___ Selected extract

What’s Next? What’s It All About, Alfie?
Sitting on a plane returning from a lecture, I sometimes find myself feeling down. Putting cases together, taking photos, and working on my keynote presentation is certainly a great deal of work, but it is also always exciting. All of the build-up to that few hours or days of sharing knowledge with fellow members of the dental community is one of the most exciting parts of life. Standing in the back of a room with your slides on the screen waiting for someone to announce your name or walking into a group of people who have taken time out of their busy lives to come to your lecture is overwhelming, and it is genuinely difficult to express how that feels.
Yet, after all of the hard work, anticipation, and excitement, after the handshakes and discussion with lecture attendees, the show is over. The hotel starts to feel especially empty, and I realize I'm very far from home. When I return to the office, I sometimes have the feeling, "What do I do now?" It feels like a dream has come to an end all too quickly. After a few days of catching up on cases and putting out the fires that arose while I was gone, almost without notice, my brain begins to shift right back to educator mode. I start to get those familiar feelings of excitement as I ponder which case photos will help my next lecture to be even better, which patient stories will show the amazing efforts of the dental team. What inspiration can I offer to help dentists and technicians improve what they do every day? Suddenly, I find myself back on the other side of the hill, standing at the bottom, eager to climb back to the top.
Our professional lives are cyclical. When we are working toward a goal, we often become lost in the labors that lead to that awaited event. Sitting at the top of the hill, however, is bittersweet; it is what we have worked and waited for, but once it has arrived, we are too quickly on our way back down, and it is time to decide our next move. We all experience those feelings of sadness when something ends, and we worry what the future will hold. These feelings, which find me on the plane returning from a lecture, remind me of a phrase from an old song composed by Burt Bacharach and sung by Dionne Warwick, "What's It All About, Alfie?" I believe it sums up the feeling that is probably all too familiar to most people at some point in their lives. Sometimes it's in those moments of quiet, after all of the busy preparation and wonderful moments of achievement, that we realize that we crave something even greater than what awaits us at the top of the hill. Sometimes we need those moments of quiet to realize that we are thankful for something higher than our own professional success.

______
___ Record set

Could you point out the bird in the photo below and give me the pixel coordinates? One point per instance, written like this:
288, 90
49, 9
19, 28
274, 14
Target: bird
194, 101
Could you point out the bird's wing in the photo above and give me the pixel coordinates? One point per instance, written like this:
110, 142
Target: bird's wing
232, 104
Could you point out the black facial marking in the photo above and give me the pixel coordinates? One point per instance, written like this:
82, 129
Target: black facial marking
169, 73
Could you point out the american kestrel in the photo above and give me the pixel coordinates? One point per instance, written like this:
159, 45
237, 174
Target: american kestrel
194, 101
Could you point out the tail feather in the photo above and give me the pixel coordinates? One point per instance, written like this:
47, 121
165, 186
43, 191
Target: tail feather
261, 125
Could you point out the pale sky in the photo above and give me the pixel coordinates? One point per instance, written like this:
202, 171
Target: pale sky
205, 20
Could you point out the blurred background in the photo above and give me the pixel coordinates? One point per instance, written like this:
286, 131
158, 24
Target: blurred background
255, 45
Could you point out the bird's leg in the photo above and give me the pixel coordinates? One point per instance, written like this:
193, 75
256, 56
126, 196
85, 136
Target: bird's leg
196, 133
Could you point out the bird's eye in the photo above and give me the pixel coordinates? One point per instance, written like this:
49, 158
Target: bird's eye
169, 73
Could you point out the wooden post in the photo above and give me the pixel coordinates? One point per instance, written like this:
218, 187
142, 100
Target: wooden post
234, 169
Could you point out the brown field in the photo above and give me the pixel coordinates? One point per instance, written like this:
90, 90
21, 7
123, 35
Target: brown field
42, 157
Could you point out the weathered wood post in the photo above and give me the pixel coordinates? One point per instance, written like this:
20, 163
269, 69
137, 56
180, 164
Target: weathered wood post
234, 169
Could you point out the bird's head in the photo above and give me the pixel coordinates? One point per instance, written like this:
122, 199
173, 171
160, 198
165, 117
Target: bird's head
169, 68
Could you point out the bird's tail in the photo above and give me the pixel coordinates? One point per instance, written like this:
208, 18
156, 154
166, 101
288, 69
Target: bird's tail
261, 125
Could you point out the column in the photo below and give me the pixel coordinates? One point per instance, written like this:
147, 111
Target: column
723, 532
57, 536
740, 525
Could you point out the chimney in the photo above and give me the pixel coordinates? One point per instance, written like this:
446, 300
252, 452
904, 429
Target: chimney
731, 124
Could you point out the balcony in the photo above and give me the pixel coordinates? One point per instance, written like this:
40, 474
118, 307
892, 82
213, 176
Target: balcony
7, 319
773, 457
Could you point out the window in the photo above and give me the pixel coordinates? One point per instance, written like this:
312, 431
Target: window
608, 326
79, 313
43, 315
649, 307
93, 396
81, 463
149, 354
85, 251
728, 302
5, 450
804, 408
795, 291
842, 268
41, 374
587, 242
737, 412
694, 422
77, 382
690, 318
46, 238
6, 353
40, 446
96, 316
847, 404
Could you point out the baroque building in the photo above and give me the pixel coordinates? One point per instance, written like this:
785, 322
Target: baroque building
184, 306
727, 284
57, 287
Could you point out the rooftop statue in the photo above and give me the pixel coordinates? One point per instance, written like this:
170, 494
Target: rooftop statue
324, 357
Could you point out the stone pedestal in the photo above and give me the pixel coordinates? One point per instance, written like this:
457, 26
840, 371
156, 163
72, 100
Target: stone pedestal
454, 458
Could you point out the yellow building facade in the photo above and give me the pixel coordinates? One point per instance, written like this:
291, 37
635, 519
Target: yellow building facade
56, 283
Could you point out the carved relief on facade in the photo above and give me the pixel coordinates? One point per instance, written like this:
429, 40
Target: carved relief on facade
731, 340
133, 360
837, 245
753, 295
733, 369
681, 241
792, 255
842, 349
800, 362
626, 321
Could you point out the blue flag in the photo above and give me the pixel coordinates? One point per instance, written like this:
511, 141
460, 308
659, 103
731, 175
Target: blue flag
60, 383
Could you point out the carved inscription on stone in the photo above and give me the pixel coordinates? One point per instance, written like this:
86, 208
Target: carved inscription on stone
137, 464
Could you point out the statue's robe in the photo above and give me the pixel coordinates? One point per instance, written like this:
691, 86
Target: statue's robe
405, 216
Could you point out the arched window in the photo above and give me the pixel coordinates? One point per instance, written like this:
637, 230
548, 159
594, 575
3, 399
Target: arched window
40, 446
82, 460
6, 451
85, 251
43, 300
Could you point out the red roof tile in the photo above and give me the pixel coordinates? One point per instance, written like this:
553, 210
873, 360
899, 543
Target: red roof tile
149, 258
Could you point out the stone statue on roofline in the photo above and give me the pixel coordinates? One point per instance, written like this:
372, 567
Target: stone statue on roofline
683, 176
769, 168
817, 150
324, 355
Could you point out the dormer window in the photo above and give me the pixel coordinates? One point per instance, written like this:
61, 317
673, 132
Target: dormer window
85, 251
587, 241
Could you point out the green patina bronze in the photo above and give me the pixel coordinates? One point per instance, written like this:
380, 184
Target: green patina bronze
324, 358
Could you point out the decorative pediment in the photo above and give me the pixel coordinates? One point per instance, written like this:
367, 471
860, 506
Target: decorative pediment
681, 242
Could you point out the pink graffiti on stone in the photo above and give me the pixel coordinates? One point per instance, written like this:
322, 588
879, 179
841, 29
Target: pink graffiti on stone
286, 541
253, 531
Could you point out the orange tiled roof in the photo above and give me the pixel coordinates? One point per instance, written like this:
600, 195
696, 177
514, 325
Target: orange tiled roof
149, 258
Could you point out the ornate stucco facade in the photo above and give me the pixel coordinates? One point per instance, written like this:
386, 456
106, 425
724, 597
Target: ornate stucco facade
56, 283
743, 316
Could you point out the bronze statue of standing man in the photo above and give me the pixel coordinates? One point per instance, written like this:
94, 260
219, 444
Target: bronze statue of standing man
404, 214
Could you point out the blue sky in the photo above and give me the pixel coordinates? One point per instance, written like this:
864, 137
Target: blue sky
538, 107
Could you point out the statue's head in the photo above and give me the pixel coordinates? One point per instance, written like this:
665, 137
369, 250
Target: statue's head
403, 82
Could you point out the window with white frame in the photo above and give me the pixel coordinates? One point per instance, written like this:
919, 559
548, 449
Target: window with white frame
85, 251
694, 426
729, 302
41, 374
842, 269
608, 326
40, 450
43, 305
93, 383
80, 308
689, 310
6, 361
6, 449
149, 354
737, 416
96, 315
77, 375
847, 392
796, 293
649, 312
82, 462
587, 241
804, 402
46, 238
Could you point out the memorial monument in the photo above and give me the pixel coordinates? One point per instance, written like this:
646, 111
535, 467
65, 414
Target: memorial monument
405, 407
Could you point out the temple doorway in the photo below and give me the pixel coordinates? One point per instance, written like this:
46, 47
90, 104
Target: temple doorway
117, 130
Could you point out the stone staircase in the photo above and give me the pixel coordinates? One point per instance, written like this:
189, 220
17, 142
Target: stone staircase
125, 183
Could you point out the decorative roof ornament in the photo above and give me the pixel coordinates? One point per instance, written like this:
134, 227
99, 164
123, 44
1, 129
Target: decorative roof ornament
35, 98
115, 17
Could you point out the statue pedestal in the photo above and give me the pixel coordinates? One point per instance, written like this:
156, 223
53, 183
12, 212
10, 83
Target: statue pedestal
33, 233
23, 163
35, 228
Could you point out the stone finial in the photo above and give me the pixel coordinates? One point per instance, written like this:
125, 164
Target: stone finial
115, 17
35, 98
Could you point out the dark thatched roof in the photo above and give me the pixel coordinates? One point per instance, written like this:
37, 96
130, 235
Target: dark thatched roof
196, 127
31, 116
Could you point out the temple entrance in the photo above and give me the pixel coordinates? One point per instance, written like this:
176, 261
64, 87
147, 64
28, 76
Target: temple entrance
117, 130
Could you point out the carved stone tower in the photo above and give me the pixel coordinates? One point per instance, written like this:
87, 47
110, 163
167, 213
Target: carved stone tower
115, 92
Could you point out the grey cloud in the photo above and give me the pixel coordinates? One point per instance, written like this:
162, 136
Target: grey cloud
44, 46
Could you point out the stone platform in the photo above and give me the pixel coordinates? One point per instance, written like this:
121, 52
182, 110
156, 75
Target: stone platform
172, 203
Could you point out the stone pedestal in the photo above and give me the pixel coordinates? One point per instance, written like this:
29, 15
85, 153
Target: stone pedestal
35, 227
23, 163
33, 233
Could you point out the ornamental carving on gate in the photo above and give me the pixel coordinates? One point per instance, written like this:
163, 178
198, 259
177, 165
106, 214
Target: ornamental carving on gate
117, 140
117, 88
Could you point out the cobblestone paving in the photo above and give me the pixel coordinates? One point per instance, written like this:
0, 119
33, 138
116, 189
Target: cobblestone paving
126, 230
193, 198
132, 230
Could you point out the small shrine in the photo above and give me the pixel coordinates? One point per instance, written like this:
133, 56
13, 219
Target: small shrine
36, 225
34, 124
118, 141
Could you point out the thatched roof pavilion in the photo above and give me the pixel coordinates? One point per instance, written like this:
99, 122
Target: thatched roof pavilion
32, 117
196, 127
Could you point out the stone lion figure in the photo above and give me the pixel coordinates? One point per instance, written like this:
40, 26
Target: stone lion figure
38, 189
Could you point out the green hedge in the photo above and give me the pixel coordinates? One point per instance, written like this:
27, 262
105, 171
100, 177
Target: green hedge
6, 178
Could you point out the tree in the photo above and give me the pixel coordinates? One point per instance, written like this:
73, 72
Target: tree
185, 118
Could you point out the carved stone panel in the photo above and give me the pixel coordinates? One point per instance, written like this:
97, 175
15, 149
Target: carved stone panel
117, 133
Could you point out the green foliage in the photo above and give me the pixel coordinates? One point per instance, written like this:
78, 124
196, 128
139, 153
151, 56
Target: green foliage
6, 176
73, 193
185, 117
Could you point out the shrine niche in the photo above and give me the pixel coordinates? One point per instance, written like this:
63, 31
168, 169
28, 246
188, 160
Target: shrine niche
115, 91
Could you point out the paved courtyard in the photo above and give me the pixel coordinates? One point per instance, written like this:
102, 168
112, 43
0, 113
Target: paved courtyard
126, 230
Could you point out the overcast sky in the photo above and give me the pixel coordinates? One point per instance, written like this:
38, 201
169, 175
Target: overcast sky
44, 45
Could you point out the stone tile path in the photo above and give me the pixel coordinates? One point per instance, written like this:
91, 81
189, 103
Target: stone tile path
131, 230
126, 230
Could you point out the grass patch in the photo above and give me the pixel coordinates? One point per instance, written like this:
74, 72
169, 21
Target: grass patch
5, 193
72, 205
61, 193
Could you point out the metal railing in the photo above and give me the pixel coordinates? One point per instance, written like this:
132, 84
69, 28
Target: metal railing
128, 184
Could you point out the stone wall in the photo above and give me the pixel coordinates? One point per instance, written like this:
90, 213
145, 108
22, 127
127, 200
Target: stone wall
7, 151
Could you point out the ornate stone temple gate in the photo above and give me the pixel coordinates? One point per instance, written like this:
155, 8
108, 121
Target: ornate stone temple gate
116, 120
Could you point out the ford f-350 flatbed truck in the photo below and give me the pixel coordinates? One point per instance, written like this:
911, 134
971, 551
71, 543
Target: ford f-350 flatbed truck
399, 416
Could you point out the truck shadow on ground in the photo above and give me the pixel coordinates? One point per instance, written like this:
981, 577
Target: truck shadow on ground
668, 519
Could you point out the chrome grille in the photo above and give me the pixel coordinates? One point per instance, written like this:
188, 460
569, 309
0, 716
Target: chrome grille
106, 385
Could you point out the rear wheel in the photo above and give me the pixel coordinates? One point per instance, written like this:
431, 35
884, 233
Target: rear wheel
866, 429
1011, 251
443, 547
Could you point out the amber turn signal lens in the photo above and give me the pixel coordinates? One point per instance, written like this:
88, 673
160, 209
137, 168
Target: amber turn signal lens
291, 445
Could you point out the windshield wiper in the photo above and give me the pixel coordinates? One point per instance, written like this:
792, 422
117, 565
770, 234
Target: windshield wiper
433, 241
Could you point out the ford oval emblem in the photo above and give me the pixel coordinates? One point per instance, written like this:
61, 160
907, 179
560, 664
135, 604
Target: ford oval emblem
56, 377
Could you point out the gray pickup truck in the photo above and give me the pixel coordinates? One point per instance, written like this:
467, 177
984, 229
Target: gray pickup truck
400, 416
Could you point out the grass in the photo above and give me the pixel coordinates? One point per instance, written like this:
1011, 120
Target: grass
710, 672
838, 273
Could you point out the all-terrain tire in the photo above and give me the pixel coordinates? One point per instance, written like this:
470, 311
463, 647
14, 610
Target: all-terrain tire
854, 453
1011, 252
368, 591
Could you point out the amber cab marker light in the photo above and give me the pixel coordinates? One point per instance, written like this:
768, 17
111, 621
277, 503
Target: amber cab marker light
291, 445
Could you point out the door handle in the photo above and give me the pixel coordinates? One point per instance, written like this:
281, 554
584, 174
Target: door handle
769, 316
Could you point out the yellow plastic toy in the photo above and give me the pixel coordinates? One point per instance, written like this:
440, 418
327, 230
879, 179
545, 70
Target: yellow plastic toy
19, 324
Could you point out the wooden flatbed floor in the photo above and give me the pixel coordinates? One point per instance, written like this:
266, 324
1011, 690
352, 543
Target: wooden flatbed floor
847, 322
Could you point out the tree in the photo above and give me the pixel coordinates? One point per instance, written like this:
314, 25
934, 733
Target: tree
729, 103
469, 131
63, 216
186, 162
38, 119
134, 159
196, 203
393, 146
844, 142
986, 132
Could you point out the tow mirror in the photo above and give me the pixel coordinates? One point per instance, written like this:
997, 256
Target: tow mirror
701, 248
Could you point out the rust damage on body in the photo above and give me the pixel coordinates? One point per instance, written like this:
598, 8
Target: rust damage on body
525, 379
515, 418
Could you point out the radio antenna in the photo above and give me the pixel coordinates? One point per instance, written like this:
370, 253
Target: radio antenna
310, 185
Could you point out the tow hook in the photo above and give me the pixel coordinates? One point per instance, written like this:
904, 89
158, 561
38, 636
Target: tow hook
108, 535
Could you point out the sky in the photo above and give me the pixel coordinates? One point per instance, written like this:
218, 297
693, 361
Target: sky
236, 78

______

▶ _Questions_:
1. Answer these questions about the essay on returning from lectures:
(a) Where does the writer sometimes feel down?
(b) What does the writer spend the first few days back at the office doing?
(c) Who composed the old song the writer recalls, and who sang it?
2. In the essay on returning from lectures, rewrite the paragraph beginning "Our professional lives are cyclical" in two or three sentences, keeping its main points.
Answer from the text alone.

▶ _Numbered responses_:
1.
(a) On a plane returning from a lecture.
(b) Catching up on cases and putting out the fires that arose while the writer was gone.
(c) Burt Bacharach composed it, and Dionne Warwick sang it.

2. Professional life moves in cycles: we lose ourselves in working toward a goal, and reaching it is bittersweet because we soon head back down and must choose our next move. The sadness of an ending and worry about the future bring to mind the Burt Bacharach song sung by Dionne Warwick, "What's It All About, Alfie?" In the quiet after achievement, we may realize that we crave something greater and are thankful for something higher than our own professional success.